Exercise:
Retype each entry below, keeping every character the same.

* START *

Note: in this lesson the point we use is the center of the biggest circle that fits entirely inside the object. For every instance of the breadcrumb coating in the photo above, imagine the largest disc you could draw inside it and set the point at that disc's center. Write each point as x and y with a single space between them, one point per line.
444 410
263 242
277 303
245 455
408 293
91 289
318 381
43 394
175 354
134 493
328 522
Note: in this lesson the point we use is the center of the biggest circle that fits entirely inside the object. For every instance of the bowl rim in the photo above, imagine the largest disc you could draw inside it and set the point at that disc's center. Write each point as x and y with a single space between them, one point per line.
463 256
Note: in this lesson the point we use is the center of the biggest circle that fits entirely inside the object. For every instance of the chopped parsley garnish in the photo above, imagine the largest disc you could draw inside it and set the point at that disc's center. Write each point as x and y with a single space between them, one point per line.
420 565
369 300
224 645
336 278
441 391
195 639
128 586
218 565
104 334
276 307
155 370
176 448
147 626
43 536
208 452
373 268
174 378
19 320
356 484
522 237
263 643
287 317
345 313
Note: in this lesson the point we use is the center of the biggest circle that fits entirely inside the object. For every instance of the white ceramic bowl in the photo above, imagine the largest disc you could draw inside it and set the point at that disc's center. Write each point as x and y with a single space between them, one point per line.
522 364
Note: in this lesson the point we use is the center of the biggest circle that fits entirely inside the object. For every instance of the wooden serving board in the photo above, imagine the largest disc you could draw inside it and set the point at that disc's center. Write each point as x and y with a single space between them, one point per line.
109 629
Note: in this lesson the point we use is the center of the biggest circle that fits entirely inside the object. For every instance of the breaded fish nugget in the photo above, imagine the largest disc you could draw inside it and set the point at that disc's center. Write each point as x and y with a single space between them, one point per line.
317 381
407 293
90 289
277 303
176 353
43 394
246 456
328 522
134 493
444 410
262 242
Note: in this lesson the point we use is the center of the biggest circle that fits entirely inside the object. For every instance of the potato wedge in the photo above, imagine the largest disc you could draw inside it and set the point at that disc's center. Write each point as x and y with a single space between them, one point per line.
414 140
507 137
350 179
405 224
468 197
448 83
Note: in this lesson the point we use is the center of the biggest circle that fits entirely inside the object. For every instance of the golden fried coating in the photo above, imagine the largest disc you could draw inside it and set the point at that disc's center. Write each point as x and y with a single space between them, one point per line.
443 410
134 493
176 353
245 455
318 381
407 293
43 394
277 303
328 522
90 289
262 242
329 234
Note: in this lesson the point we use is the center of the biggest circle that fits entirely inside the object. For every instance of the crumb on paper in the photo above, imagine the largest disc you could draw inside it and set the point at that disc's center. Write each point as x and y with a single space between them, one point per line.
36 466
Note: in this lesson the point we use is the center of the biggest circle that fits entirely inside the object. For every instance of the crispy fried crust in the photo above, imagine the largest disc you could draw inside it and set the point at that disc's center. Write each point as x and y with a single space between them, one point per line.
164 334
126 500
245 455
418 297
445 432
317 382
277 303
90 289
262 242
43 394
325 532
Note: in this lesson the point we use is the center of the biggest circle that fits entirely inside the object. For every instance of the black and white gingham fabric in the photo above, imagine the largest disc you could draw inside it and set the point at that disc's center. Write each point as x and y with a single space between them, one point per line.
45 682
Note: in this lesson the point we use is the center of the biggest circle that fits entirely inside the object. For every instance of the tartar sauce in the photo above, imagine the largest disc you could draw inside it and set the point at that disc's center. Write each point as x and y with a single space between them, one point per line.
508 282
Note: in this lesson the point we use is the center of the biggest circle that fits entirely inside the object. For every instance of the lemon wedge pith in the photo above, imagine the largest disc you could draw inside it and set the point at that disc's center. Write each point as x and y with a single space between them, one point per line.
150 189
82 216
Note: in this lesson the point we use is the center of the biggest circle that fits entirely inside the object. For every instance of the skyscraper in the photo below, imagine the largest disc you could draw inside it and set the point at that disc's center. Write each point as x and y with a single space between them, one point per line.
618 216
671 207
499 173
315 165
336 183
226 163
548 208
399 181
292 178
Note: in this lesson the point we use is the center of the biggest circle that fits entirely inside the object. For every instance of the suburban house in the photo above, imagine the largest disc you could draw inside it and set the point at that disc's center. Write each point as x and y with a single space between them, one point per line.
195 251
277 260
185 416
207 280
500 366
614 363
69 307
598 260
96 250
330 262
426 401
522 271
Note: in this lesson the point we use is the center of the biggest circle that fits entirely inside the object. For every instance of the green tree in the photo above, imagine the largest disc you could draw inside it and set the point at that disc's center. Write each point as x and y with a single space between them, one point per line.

* END *

Correct output:
Note: in this lesson the point we use is the center of the biggest circle that fits entirely inside the object. For every instance of the breadcrumb coating in the photo above, imagine the largest disc you could draw inside it and set the point at that disc's center. Write each point as x and y with a single space between them, one point per line.
444 410
263 242
277 303
245 455
408 293
91 289
318 381
43 394
175 354
134 493
328 522
Note: in this lesson the point we use is the center of the biggest circle that fits entirely inside the object. For every instance of the bowl rim in the photo above, imagine the largest disc you could draw inside it and set the point at that disc's center. Write each point as x and y with a single space between them, one point per line.
463 256
Note: in this lesson the point we use is the center of the biggest circle that fits entirely inside the object. For every instance of the chopped parsley garnish in the photo above, imagine the largest disc you could draw inside it and set the point at that disc's center. Write each point as x and y with a single space between them, one point per line.
420 565
369 300
224 645
336 278
441 391
195 639
128 586
218 565
104 334
276 307
155 370
176 448
147 626
43 536
208 452
373 268
174 378
19 320
356 484
522 237
263 643
287 317
345 313
Note: in this lesson the point we use is the center of the biggest circle that fits entirely inside the object. For every instance of the white ceramic bowl in the photo above, imagine the largest disc you could draw inside it and set the point at that disc's center. Write each point as x and y with a single space between them, one point per line.
522 364
Note: in this lesson the point we use is the center of the biggest circle that fits entirely inside the object. For every instance of the wooden serving board in the photo above, imagine the largest disc you could draw inside it and set the point at that disc's center. Write each point as x and y with a single space between them, one point per line.
109 629
Note: in this lesson the point we use is the center of the biggest circle that fits entirely inside the object. For every instance of the breaded fish nugget in the photo above, imagine the largest disc you could draw inside it and set the point at that disc's center. Write each point as x and y with a single space between them, one point per line.
317 381
407 293
90 289
277 303
176 353
43 394
246 456
328 522
134 493
444 410
262 242
Note: in this lesson the point we use is the center of the biggest circle that fits entirely inside the object. For every instance of the potato wedge in the photo above, imagine the largest disc you could draw inside it and set the point at that disc's center. Write each point as x and y with a single space between them, one point per line.
414 140
507 137
350 179
405 224
468 197
448 83
Note: in this lesson the point we use is the center of the biggest circle that fits entirely inside the object. For every instance of the golden fried coating in the photo above, imagine the largest disc you could draw inside it and set the point at that disc's center. Write each point as x and y with a single space between them, one point per line.
443 410
134 493
176 353
245 455
318 381
407 293
43 394
277 303
328 522
90 289
262 242
329 234
Note: in this lesson the point we use is the center of the biggest circle that fits entirely inside the object. For every instance of the crumb on paper in the photo above, imagine the largest disc you could draw inside it and set the point at that disc's center. Write each point as x and y with a single space between them, one point per line.
36 466
Note: in this lesson the point we use is the center of the biggest circle that fits entirely inside the object. For every instance of the crispy fried crust in the photo above, imagine the largest disc you could draw inside it and set the point at that disc's center. Write each point as x and y with a single space between them, one point per line.
164 334
126 500
245 455
418 297
445 432
317 382
277 303
90 289
262 242
43 394
325 532
Note: in this lesson the point we use is the center of the biggest circle that fits entirely inside the object. For every instance of the black and white gingham fabric in the photo above, imagine the largest disc you could draw inside it and set the point at that disc's center. Write each point as x and y with a single space between them, one point per line.
45 682
Note: in this lesson the point we use is the center of the biggest circle that fits entirely inside the object. For every instance of the tartar sauce in the photo above, imagine the largest disc you could draw inside it and set the point at that disc's center. Write each point as x and y with a single space between them, one point per line.
508 282
Note: in this lesson the point we use is the center of the biggest circle that fits entirely inside the object. For every instance of the lemon wedge pith in the photo above, imagine the largest disc you could draw inside it and set the point at that disc's center. Write each point as x and y with a single space between them, one point per line.
150 189
82 216
Note: in this lesson the point we use is the center of the biggest circle that fits entirely inside the object. For every instance of the skyscraper in the photo below, imagine the largest disc you could draw inside it and set the point at that disc's center. Write each point as x and y with a single space between them, one point per line.
618 216
671 207
499 173
315 165
336 183
226 163
548 208
399 181
292 178
Note: in this lesson the point we use is the center of the biggest circle that fits entirely inside the object. For every instance of the suburban house in the photo above, imagine the largest disc you could draw inside it and set the point at that disc's center. Write each point as x and y with a single space between them, one point per line.
195 251
277 260
185 416
207 280
500 366
614 363
69 307
598 260
96 250
330 262
426 401
522 271
Note: in this lesson the point we use is the center of the biggest circle that fits entirely inside the object. For every instance of the green tree in the photo above, imagine the largest disc you could draw inside it and set the point at that disc's center. Write each point as x and y with a single space between them, one point per line.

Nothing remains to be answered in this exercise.